MATERIAL FOR THE TASK:
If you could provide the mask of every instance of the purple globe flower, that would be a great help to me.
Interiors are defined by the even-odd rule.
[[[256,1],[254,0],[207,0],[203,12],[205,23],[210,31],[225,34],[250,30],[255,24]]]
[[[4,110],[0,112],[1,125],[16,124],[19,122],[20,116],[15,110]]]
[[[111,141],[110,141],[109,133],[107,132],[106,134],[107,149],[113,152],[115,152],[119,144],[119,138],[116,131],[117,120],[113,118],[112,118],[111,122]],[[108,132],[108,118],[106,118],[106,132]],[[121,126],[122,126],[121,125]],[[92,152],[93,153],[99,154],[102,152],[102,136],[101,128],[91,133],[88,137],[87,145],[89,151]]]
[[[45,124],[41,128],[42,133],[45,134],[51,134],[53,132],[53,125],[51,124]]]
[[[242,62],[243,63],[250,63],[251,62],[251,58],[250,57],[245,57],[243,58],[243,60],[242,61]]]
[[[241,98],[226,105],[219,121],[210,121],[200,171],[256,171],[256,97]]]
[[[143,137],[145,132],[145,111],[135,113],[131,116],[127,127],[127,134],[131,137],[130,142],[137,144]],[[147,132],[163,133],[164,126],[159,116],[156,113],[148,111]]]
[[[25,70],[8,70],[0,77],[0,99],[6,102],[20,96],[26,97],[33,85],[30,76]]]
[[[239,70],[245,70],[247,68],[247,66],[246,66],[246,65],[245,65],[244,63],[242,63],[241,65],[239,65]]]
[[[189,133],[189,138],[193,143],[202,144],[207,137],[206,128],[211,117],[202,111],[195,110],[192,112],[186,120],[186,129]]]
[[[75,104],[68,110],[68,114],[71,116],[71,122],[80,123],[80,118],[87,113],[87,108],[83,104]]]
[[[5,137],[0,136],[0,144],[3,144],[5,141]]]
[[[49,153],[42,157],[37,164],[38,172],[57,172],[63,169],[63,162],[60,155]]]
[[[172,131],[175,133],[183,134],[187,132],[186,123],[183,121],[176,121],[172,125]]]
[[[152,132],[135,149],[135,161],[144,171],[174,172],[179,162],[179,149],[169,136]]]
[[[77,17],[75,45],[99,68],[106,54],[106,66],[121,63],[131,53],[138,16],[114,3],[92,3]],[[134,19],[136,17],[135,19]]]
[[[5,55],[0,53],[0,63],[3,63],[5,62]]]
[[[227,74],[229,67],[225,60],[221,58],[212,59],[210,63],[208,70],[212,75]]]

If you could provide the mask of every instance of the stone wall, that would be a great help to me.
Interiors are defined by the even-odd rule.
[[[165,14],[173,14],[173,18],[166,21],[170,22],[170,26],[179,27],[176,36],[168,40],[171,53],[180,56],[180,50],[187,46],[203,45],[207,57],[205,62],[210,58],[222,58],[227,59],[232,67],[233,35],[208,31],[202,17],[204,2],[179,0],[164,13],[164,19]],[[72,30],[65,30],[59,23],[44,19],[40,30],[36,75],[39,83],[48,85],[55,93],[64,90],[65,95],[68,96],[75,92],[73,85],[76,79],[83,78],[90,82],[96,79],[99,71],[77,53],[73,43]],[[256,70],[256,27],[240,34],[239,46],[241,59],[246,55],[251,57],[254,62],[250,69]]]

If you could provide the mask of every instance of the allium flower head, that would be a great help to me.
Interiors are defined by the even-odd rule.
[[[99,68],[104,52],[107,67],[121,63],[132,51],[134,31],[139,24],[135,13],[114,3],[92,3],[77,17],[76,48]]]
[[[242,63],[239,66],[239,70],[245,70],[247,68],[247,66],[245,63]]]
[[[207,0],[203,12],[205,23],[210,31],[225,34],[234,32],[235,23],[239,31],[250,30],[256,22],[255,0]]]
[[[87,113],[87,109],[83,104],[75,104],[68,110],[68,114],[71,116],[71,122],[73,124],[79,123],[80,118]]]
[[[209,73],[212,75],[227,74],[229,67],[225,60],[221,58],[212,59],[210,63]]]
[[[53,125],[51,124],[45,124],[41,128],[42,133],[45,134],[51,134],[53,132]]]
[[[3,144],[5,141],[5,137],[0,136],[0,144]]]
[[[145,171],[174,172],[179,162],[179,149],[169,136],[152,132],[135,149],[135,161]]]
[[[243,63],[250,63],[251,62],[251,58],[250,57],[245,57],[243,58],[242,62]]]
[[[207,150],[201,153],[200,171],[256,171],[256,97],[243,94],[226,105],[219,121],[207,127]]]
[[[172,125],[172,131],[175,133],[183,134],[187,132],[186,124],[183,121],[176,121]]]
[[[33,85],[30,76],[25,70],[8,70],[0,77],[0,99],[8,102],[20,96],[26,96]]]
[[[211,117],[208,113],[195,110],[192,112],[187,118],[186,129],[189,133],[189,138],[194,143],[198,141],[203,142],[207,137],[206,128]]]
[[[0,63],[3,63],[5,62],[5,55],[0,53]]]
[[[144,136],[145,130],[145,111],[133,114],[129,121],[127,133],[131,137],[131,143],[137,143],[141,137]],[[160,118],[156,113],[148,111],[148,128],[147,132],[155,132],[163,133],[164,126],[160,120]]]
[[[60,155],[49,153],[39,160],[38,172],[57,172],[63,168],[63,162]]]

SHORT EXERCISE: Rewrite everything from the start of the material down to the line containing "[[[4,110],[0,112],[1,125],[16,124],[19,122],[20,116],[15,110]]]", changing "purple" to "violet" and keeping everything else the same. Return only those lines.

THE RESULT:
If you could provide the mask of every instance of the violet globe flower, that would be a great help to me.
Interiors are defined by the even-odd rule.
[[[256,1],[254,0],[207,0],[203,12],[205,23],[210,31],[225,34],[250,30],[255,24]]]
[[[4,110],[0,112],[1,125],[16,124],[19,122],[20,116],[15,110]]]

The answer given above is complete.